*Records provided*.

-------

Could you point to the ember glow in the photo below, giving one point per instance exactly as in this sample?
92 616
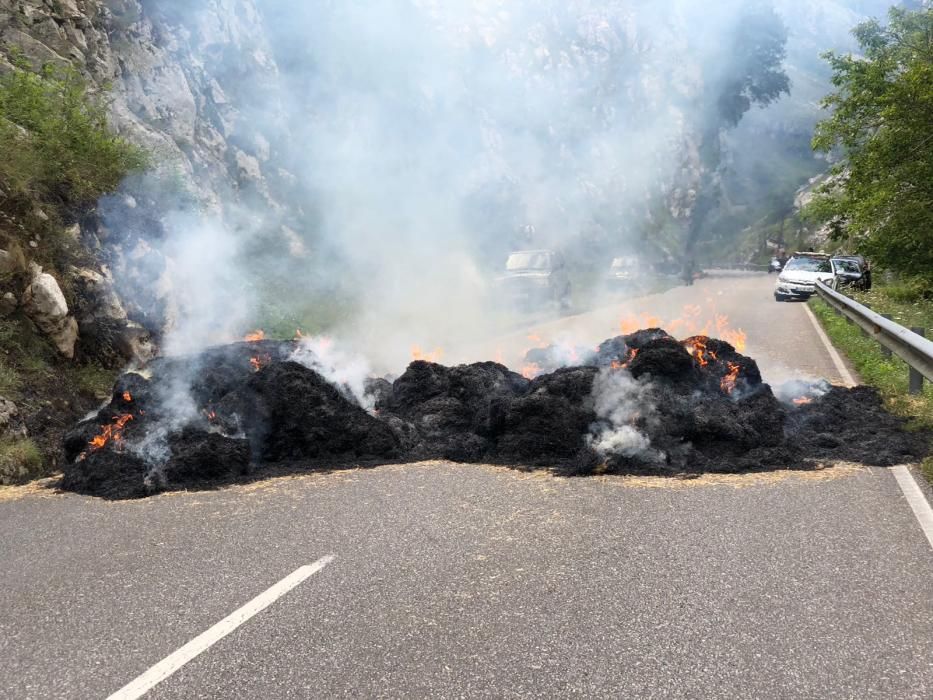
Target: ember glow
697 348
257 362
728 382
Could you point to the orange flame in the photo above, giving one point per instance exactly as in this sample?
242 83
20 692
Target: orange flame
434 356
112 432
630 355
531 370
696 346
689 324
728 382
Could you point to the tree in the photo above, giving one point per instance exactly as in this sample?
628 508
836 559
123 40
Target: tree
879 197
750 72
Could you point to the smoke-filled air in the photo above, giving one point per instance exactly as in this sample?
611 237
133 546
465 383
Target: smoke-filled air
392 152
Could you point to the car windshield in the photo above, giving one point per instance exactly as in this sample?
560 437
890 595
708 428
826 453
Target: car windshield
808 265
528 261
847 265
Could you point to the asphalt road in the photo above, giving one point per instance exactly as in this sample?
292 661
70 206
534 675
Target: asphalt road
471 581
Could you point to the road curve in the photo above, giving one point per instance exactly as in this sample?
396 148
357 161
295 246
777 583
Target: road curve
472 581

-------

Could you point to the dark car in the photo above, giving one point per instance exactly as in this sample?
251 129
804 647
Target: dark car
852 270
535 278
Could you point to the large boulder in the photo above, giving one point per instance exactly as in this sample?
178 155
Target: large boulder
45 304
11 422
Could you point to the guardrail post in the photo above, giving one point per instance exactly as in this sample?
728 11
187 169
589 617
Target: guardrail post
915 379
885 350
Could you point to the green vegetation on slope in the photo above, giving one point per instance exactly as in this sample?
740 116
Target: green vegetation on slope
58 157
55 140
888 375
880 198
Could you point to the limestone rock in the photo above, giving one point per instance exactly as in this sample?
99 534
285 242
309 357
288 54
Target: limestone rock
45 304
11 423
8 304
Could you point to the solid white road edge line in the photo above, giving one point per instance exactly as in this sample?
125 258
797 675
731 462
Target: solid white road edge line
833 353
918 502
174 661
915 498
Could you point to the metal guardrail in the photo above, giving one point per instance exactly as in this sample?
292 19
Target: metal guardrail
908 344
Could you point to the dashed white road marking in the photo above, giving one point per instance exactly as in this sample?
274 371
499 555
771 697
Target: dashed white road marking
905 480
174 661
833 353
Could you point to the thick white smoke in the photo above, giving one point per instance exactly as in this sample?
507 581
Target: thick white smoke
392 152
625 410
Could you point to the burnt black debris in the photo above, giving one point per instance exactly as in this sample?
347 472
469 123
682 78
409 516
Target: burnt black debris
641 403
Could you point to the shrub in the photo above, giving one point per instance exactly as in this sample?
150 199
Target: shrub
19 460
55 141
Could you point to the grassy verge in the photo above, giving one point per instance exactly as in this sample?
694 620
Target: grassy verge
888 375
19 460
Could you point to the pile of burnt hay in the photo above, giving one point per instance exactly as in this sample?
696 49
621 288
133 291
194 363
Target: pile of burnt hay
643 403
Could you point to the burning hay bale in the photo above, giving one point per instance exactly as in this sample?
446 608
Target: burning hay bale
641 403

-------

Identify every line in the listing above that contains the word "orange", and copy each of those lines. Case counts.

Could you point to the orange flame in the photo above, giving one point per instance exactly as in this sample?
Target: orange flame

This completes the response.